───── TEXT EXTRACT ─────

Definition 2.2.1.
The norm of a vector \(x\) in an inner product space \(V\text{,}\) denoted \(\norm{x}\) is defined to be
\begin{equation*}
\norm{x} = \ip{x}{x}^{1/2}
\end{equation*}
Section 2.2 Inner products, norms, and metric spaces
A metric is a function that measures distance in a space. The most obvious example of a metric that we encounter in elementary mathematics is the Euclidean metric, which arises from the expression for the magnitude of a vector in, e.g., \(\R^2\text{:}\)
\begin{equation*}
\abs{x} = \sqrt{x_1^2 + x_2^2} = \ip{x}{x}^{1/2}.
\end{equation*}
This relation underlies the distance formula
\begin{equation*}
d(x,y) = \abs{x - y} = \sqrt{(x_1 - y_1)^2 + (x_2 - y_2)^2}
\end{equation*}
which is the Euclidean metric on \(\R^2\text{.}\) This relationship between magnitude (in terms of an inner product) and distance between vectors can be generalized to any vector space that has an inner product.
That is, in an inner product space, the inner product gives a natural method for evaluating magnitude of a vector. So with the dot product on \(\C^n\text{,}\) we get
\begin{equation*}
\norm{x} = \sqrt{\abs{x_1}^2 + \ldots + \abs{x_n}^2}.

───── EXTRACTED ENTRIES ─────

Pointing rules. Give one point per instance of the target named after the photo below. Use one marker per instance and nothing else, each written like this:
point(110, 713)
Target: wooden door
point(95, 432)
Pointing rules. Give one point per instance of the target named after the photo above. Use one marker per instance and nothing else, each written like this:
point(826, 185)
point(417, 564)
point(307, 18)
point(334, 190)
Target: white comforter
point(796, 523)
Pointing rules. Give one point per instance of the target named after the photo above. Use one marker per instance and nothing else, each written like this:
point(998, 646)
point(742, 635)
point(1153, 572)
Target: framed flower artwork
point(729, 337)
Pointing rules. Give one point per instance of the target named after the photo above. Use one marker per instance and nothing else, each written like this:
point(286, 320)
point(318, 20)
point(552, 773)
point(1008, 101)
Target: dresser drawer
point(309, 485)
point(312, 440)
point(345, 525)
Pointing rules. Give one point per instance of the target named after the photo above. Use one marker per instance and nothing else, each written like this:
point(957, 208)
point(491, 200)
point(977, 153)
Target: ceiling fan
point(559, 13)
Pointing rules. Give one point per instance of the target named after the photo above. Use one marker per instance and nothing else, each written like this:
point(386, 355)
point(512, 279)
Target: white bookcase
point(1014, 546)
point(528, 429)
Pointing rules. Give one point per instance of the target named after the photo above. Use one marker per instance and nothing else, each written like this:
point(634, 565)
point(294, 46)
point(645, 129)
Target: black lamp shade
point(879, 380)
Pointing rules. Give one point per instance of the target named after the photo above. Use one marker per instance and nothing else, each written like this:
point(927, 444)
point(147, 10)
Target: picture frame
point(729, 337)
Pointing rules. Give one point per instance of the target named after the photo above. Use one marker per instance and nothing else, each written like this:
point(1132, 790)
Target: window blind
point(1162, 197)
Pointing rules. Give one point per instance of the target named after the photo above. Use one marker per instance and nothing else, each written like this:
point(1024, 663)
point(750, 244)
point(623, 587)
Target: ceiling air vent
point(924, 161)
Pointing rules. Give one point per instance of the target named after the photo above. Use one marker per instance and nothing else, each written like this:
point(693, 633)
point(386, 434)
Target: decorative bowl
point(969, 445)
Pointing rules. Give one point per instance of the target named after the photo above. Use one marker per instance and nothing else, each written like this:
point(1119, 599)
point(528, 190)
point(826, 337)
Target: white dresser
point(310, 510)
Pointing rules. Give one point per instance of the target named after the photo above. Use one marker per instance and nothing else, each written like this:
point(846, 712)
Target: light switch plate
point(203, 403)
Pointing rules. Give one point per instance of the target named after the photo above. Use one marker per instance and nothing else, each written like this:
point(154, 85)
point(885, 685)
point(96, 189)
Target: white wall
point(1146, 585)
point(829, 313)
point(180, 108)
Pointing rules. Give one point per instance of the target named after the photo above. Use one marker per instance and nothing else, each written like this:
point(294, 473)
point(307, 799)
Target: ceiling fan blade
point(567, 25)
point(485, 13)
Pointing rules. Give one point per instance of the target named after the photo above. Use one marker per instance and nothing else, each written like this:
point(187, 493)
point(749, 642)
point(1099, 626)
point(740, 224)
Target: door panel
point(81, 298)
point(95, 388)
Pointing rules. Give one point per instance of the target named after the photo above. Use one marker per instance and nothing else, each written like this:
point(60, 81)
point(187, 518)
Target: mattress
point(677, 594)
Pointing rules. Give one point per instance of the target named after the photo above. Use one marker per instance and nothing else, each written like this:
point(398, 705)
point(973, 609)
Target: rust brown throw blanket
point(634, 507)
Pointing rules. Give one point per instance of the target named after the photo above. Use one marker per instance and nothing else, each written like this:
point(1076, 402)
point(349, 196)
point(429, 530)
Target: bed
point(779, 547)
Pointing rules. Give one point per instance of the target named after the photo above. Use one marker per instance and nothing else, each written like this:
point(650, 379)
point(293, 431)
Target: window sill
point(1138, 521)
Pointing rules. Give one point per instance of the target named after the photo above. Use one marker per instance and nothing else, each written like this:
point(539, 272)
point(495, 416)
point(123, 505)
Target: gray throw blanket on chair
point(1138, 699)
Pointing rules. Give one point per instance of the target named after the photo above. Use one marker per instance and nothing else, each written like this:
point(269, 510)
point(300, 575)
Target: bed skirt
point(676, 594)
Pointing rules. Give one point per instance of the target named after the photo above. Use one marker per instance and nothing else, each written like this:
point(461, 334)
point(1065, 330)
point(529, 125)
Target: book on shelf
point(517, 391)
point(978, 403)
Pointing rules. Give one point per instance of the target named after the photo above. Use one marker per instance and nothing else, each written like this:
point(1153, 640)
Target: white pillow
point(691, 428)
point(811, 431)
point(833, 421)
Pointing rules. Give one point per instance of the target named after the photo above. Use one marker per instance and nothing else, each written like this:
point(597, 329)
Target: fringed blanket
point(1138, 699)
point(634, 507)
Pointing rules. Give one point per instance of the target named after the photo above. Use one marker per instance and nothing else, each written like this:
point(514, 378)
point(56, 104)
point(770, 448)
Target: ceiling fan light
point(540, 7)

─────

◆ **WHAT YOU NEED TO DO**:
a. Write out the passage of the inner product text that begins at the words "The norm of" and ends after "an inner product.".
b. Write what comes next in the text on inner products, norms, and metric spaces, continuing from the point where it stops.
The lines come from a separate source.

◆ **THE RESPONSES**:
a.
The norm of a vector \(x\) in an inner product space \(V\text{,}\) denoted \(\norm{x}\) is defined to be
\begin{equation*}
\norm{x} = \ip{x}{x}^{1/2}
\end{equation*}
Section 2.2 Inner products, norms, and metric spaces
A metric is a function that measures distance in a space. The most obvious example of a metric that we encounter in elementary mathematics is the Euclidean metric, which arises from the expression for the magnitude of a vector in, e.g., \(\R^2\text{:}\)
\begin{equation*}
\abs{x} = \sqrt{x_1^2 + x_2^2} = \ip{x}{x}^{1/2}.
\end{equation*}
This relation underlies the distance formula
\begin{equation*}
d(x,y) = \abs{x - y} = \sqrt{(x_1 - y_1)^2 + (x_2 - y_2)^2}
\end{equation*}
which is the Euclidean metric on \(\R^2\text{.}\) This relationship between magnitude (in terms of an inner product) and distance between vectors can be generalized to any vector space that has an inner product.

b.
\end{equation*}
Using the inner product set out in Checkpoint 2.1.2, for \(f \in C[0,1]\text{,}\)
\begin{equation*}
\norm{f} = \left( \int_0^1 \abs{f(t)}^2 \, \dd t \right)^{1/2}.
\end{equation*}
(At this point, you might be suspicious that there is a relationship between functions that are square integrable and sequences that are square summable. Keep that suspicion close!)
Some basic facts about the behavior of norms induced by inner products follow.
Theorem 2.2.2.
Let \(V\) be a inner product space. For any \(x \in V\) and \(c \in \C\text{,}\)
- \(\norm{x} \geq 0\) and \(\norm{x} = 0\) if and only if \(x = 0\text{;}\)
- \(\norm{cx} = \abs{c}\norm{x}\text{.}\)
Checkpoint 2.2.3.
Prove Theorem 2.2.2.
In Euclidean space, we get a suite of geometric relations that we can use to work with vectors. In a general inner product space, we recover some of the same. In \(\R^2\text{,}\) the dot product contains information about the angle \(\theta\) between two vectors:
\begin{equation*}
\ip{x}{y} = \norm{x}\norm{y} \cos \theta.
\end{equation*}
In the complex or abstract setting, the notion of angle between vectors no longer makes sense, but the relationship of the magnitudes still holds in the form of the Cauchy-Schwarz inequality.
Theorem 2.2.4.
For any \(x, y\) in an inner product space \(V\text{,}\)
\begin{equation}
\abs{\ip{x}{y}} \leq \norm{x}\norm{y}.\tag{2.2.1}
\end{equation}
Equality holds if and only if \(x\) and \(y\) are linearly dependent.
Proof.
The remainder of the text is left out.